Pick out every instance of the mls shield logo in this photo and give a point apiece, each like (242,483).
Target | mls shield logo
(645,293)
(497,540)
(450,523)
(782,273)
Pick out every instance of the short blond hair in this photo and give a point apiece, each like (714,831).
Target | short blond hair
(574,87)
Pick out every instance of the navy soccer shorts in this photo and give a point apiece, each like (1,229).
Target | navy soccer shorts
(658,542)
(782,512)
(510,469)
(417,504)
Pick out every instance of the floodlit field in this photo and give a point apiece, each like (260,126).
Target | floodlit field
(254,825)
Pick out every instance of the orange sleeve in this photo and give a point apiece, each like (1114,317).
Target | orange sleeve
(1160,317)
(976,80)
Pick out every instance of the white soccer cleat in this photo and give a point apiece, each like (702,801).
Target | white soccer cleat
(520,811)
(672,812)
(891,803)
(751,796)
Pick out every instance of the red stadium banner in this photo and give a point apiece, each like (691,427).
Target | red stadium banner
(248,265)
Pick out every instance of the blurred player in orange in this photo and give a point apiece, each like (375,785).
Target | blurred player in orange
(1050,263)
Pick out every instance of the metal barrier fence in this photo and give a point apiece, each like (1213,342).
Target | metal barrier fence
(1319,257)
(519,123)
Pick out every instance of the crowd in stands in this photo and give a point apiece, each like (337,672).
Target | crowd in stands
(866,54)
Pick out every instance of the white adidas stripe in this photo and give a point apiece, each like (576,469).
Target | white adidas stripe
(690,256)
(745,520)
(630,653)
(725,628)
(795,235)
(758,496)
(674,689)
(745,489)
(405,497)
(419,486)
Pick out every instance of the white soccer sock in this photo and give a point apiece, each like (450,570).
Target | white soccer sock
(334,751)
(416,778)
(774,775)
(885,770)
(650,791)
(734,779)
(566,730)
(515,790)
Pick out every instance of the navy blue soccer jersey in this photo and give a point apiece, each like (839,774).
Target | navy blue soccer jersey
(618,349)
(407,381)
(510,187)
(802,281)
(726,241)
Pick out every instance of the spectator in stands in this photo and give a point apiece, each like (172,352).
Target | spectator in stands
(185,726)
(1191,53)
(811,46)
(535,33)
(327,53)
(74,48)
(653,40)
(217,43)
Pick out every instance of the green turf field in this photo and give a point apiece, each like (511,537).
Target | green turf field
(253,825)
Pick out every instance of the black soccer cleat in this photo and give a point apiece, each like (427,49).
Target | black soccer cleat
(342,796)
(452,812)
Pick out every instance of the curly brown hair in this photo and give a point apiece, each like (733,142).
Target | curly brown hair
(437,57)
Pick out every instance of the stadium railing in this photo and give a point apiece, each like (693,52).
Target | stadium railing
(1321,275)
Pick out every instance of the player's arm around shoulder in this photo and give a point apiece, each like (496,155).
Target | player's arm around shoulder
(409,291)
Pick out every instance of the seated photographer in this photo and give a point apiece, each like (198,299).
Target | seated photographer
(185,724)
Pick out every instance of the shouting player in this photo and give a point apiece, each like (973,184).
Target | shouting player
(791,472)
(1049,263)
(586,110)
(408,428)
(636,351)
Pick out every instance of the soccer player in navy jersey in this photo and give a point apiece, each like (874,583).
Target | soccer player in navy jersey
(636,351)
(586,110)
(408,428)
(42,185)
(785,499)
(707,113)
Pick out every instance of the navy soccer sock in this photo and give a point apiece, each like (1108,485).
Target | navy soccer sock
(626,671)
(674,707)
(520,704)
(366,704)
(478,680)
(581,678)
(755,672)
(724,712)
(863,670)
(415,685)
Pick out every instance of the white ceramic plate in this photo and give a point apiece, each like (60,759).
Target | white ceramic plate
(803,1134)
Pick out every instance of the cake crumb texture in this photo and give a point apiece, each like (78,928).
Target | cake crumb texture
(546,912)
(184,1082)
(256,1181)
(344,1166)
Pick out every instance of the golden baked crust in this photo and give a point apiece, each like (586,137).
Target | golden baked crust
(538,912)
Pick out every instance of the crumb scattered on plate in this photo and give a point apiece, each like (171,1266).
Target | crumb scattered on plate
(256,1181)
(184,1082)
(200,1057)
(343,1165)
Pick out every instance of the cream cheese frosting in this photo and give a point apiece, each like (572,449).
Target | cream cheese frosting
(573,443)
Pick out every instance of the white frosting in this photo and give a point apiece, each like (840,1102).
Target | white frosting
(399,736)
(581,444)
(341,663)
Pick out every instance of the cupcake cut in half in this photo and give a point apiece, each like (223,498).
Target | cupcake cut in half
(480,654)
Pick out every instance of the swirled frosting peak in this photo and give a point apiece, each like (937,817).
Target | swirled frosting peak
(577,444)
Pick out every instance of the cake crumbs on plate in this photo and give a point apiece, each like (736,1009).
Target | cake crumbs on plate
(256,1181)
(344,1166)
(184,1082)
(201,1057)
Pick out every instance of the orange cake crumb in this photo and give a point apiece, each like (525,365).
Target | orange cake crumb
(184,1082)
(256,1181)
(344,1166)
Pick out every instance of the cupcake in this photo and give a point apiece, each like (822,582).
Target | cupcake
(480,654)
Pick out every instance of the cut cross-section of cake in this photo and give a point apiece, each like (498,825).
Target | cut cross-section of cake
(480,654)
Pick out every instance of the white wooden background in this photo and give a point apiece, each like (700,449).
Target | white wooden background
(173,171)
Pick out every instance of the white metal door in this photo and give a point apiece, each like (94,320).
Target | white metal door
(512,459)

Written instruction
Render all of the data above as a two-column CSV headed text and answer, with one row for each "Pick out every instance" line and its points. Put each field in quotes and turn any line breaks into spaces.

Answer to this task
text,answer
"Pick out every instance of the mls shield logo in this photo and give a point apiece, each like (242,483). Target | mls shield logo","(645,293) (497,540) (450,523) (782,273)"
"Pick out every instance of the short blond hair in this photo and give a point apiece, each like (714,831). Target | short blond hair","(574,87)"
"Pick out every instance of the navy soccer shorts in this photo and give a point apiece, each like (1,229). Target | navy soccer shorts","(658,542) (782,512) (510,469) (417,504)"
"Pick out every instance of the floodlit field in this photo and give a point apiece, each like (260,126). Target | floodlit field","(254,825)"
"Pick out every instance of the orange sleeve in this photo and give a point apiece, each like (1114,317). Target | orange sleeve","(1160,317) (976,80)"
"Pick out every instance of the white soccer cleat in this photo and give a point apiece, each like (702,801). Target | white soccer cleat","(520,811) (672,812) (891,803) (751,796)"
"Pick out every instance of the red stadium banner in this photo and give a point apiece, each like (691,427). Target | red stadium banner","(248,265)"
"Pick out every instance of the blurred player in orange in this photo and give a point apiece, each like (375,785). Target | blurred player in orange","(1050,263)"
"Pick out every instance of the metal barrier fence in this photo and give a point apiece, each like (1213,342). Target | metal barrier fence","(1319,257) (519,123)"
"Pick out every instance of the crowd in stands in this photo and give a point apiece, each like (337,672). Target | crowd in stands","(866,54)"
"Pick out every instance of the white adidas stripe in this photo and give a point apiece, each like (576,469). Target | white adidas stripe","(690,256) (745,520) (630,653) (725,628) (795,235) (758,496) (674,689) (745,489) (405,497) (419,486)"
"Pick out every instance of the white soccer sock in this photo and give a point apiece, each like (450,570). Target | white soccer sock","(334,751) (416,778) (774,775) (885,770) (650,791) (734,779) (566,730) (515,790)"
"Pick out every instance of the navy blue soccer jersey in this photo and give a point apiece, each like (839,774). Target | navy blue soccer jersey","(618,349) (407,381) (510,187) (802,281) (726,241)"
"Pick out every instance of the spectator in stands in this photo and give a point apiece, each like (172,352). Target | spectator in stands","(185,726) (1191,53) (811,46) (535,33) (327,53) (74,48) (653,40) (217,43)"
"Pick out every instance of the green turf field in this photo and give a point apiece, each like (511,537). Target | green turf field","(253,825)"
"Pick out every instance of the black soccer cleat in this photo and give a point apiece, each like (427,49). Target | black soccer cleat","(342,796) (452,812)"
"Pick out every instance of the curly brown hair in this photo and give a point apiece, each like (733,142). Target | curly brown hair","(437,57)"
"Pick out every instance of the stadium railing in this photo and give a point apiece, each like (693,52). Target | stadium railing","(1321,275)"
"Pick out every instance of the player's arm around shoulder in this photo and give a point apiece, each like (496,155). Target | player's arm around shoulder","(409,291)"
"Pick out every instance of the seated photographer in this photo and give a point apiece, each like (198,299). Target | seated photographer","(185,724)"
"Pick out every instance of the shouting player in this photo and give a point apiece, each like (973,184). Target | shouting player","(791,472) (1049,263) (586,110) (408,428) (636,351)"
"Pick out every instance of the soccer player in navy jersey in this photo and give a point apiece, each like (874,583). Target | soccer player in navy jersey","(636,351) (586,110) (408,428) (42,185) (785,499) (707,113)"
"Pick out every instance of the navy soccer sock in this photo and give a point apiece, each like (1108,485). Target | navy soccer sock","(626,671) (674,707) (520,704) (366,704) (478,680) (581,678) (755,672) (724,712) (863,670) (415,685)"
"Pick out every instance of the white ceramic plate in this photo and give a point apiece, each like (60,759). Target | white ceramic plate","(803,1134)"
"Pick out every instance of the cake crumb texture in this photo and give a point apiece, each like (78,928). Target | cake crumb texture","(546,912) (184,1082) (256,1181) (344,1166)"
"Pick out every instance of the golden baked crust in this photo and give a point apiece, each like (586,137). Target | golden baked crust","(538,912)"
"Pick out every instance of the crumb scattered on plate in this photo and give a point apiece, each like (171,1266). Target | crumb scattered on plate","(256,1181) (184,1082) (200,1057) (343,1165)"
"Pick out every instance of the cream cheese frosting in this photo and give a point apiece, each like (572,449). Target | cream cheese frosting","(573,443)"
"Pick out every instance of the white frosting in this photo and give a point apiece, each like (840,1102). Target | white frosting","(399,736) (581,444) (341,663)"
"Pick out every instance of the cupcake cut in half in this photo and give a point apiece, each like (223,498). Target | cupcake cut in half","(480,654)"
"Pick out every instance of the swirled frosting peak in this photo and give a point apiece, each like (937,817). Target | swirled frosting peak","(577,444)"
"Pick out every instance of the cake crumbs on plate in this photo and give a point apiece, each like (736,1009). Target | cake crumbs on plate","(256,1181) (344,1166) (184,1082) (201,1057)"
"Pick out every instance of the orange cake crumb in this photo and give a point apiece, each like (525,365). Target | orange cake crumb","(184,1082) (256,1181) (344,1166)"
"Pick out every instance of the cupcake in this photo and give a point apiece, each like (822,582). Target | cupcake","(480,654)"
"Pick out every instance of the cut cross-section of cake in this photo and give a point apiece, each like (498,825). Target | cut cross-section of cake","(480,654)"
"Pick out every instance of the white wooden background in this photo and give a point apiece, each like (700,449). Target | white wooden background","(173,171)"
"Pick out every instance of the white metal door in this photo and give a point apiece, each like (94,320). Target | white metal door","(512,459)"